Saved entries

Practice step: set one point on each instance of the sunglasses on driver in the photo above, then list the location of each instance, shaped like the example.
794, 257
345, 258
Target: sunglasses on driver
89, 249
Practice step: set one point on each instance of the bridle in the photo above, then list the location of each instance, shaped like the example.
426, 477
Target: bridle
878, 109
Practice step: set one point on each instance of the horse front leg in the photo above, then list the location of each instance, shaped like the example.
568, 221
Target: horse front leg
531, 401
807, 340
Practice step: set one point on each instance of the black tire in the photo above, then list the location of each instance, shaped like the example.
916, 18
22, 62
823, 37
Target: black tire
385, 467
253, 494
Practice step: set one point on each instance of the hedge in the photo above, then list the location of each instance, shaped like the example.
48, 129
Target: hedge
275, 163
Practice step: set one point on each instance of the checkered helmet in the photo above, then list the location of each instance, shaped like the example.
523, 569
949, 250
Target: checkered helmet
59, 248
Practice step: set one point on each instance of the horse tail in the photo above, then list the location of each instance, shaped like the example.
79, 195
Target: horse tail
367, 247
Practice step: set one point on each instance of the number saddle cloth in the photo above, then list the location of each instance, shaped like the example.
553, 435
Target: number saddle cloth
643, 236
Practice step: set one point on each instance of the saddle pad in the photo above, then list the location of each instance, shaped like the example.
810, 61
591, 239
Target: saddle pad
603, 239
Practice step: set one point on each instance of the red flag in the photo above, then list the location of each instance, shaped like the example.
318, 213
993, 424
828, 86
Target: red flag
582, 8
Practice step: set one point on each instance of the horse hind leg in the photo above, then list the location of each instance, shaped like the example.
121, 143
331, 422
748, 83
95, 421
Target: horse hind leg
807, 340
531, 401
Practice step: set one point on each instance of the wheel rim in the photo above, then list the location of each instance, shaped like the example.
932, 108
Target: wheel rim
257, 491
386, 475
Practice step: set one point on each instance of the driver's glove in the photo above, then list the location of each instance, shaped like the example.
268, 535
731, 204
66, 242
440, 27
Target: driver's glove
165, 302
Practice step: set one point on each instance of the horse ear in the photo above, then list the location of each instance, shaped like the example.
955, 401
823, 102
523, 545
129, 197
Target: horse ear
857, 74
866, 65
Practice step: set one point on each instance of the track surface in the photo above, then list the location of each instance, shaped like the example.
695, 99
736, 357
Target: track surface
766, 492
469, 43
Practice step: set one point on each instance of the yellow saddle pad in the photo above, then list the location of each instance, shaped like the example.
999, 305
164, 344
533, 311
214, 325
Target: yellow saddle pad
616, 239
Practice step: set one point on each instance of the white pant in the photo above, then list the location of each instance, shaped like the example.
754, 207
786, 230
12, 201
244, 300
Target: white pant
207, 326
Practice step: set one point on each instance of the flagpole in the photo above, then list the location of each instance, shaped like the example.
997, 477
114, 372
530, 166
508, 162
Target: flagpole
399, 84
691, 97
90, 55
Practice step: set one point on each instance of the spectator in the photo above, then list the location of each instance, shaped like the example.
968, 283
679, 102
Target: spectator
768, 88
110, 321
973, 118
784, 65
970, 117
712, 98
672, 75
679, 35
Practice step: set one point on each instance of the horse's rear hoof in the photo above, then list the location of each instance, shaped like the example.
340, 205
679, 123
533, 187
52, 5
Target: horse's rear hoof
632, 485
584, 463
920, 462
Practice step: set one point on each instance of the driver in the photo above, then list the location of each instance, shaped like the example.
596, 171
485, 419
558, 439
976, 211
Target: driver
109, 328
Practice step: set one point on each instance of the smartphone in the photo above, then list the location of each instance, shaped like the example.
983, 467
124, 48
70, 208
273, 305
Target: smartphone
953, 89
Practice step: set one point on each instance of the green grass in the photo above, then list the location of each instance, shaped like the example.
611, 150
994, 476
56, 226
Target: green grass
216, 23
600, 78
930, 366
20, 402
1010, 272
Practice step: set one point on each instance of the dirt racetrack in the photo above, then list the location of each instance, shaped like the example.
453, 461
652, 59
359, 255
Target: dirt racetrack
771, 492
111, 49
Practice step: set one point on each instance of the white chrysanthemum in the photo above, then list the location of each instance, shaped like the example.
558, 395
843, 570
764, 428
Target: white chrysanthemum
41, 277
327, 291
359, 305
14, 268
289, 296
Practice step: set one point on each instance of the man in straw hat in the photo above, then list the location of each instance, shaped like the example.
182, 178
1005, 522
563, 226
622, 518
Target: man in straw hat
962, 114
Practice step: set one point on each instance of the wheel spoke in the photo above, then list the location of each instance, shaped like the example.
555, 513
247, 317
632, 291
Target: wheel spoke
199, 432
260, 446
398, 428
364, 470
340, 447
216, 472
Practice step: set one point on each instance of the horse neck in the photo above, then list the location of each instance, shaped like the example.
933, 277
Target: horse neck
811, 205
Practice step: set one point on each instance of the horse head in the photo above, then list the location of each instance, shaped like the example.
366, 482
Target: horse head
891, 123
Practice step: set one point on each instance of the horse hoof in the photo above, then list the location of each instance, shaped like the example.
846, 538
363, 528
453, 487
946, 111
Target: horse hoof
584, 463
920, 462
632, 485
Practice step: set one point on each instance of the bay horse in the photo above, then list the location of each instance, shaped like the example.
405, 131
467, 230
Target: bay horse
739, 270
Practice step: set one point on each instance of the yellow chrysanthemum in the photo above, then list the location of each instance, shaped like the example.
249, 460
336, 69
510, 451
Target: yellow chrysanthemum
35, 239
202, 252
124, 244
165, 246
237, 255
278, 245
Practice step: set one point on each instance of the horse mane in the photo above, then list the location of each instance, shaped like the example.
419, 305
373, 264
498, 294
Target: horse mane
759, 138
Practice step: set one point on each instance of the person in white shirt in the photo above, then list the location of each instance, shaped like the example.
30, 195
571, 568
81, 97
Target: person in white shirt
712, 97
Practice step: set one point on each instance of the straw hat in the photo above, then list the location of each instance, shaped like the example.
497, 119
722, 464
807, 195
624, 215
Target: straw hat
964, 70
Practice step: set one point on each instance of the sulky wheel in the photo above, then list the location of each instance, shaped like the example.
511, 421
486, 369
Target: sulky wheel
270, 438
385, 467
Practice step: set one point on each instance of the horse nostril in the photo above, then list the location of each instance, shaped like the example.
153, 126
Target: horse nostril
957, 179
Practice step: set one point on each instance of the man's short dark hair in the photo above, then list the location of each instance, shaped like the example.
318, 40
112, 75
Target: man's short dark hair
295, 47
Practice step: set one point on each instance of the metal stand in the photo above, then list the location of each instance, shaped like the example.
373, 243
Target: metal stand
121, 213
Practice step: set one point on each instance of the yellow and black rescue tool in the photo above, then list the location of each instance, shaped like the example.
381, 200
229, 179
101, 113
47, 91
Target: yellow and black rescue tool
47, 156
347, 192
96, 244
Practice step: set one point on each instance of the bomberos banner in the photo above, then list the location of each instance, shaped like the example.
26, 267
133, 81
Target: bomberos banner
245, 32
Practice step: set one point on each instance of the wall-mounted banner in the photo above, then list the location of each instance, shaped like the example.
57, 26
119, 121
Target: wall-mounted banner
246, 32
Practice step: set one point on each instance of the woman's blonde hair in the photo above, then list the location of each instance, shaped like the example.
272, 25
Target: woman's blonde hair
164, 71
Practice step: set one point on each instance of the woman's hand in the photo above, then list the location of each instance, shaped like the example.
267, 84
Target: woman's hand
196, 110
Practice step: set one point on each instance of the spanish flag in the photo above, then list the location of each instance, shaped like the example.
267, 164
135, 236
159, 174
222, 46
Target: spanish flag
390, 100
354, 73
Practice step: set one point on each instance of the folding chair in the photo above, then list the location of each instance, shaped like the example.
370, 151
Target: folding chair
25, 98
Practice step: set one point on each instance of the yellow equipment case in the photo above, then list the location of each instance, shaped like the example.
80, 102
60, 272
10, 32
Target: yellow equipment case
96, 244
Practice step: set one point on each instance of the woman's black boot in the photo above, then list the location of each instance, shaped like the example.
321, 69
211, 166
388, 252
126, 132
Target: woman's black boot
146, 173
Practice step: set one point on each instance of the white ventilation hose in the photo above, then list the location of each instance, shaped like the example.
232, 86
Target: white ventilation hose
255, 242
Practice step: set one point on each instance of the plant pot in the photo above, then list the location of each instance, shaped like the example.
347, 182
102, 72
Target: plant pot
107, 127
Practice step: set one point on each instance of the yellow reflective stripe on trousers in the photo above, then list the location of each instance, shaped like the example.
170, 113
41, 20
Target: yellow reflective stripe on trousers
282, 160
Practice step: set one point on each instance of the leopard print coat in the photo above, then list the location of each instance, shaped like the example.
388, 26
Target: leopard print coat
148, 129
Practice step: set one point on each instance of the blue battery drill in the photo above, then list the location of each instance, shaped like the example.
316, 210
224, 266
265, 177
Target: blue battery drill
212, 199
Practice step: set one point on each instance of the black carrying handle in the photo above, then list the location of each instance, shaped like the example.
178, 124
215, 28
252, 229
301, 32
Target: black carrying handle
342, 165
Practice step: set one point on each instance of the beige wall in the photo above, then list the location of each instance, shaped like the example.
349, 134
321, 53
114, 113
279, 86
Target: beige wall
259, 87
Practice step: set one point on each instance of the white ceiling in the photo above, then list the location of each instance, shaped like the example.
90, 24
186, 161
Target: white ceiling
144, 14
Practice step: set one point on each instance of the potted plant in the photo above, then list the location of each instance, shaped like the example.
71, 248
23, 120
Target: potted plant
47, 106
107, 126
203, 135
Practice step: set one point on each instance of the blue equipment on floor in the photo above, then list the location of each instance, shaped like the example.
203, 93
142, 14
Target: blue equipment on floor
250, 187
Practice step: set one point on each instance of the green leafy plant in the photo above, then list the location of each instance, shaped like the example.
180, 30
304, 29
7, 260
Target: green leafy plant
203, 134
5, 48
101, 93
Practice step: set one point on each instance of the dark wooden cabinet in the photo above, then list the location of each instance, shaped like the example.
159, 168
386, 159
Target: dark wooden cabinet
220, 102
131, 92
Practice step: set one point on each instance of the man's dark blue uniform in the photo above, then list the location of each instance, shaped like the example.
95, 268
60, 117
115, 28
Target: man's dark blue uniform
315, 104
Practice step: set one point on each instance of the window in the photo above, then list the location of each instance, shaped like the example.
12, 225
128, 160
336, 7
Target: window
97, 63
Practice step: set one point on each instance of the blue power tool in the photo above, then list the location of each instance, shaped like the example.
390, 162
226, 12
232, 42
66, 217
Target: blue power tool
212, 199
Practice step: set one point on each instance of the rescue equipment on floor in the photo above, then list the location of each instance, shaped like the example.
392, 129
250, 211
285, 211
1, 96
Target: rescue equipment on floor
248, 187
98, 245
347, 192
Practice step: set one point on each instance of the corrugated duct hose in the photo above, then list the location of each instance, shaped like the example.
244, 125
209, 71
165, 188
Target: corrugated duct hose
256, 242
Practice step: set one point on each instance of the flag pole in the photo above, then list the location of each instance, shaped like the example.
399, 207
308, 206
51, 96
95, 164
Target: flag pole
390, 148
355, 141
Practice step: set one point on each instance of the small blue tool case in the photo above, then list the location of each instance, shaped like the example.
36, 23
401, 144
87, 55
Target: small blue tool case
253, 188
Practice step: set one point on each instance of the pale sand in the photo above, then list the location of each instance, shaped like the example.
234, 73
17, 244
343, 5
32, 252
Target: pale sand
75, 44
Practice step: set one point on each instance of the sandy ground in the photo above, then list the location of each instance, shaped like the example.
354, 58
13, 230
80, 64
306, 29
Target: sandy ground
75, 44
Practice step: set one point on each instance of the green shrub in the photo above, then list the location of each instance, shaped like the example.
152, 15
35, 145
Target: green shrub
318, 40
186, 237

Exercise requirements
Copy only this span: the line that contains "Practice step: set one point on each instance of the corrugated", the last line, and every line between them.

The response
Practice step: set one point on each instance of the corrugated duct hose in the photo above, then list the location of each instance, shaped like the example.
244, 125
209, 71
165, 188
Target: corrugated duct hose
256, 242
Practice step: set one point on each instance of the flag pole in the photo above, then list the location of each instance, shaped like the example.
399, 207
308, 206
51, 96
95, 164
Target: flag pole
390, 148
355, 141
Practice step: set one point on each instance of the small blue tool case in the photo above, then list the location of each instance, shaped like the example.
36, 23
401, 144
87, 55
Target: small blue tool case
253, 188
Practice step: set one point on each instance of the pale sand in the photo above, then list the location of each instance, shaped like the example.
234, 73
17, 244
343, 5
32, 252
Target: pale sand
75, 44
Practice step: set one point on each instance of the sandy ground in the photo above, then list the location of each instance, shaped like the example.
354, 58
13, 230
80, 64
306, 29
Target: sandy ground
75, 44
Practice step: set one point on each instance of the green shrub in the photo above, then list the location of each instance, shaped like the example.
152, 15
35, 145
Target: green shrub
318, 40
186, 237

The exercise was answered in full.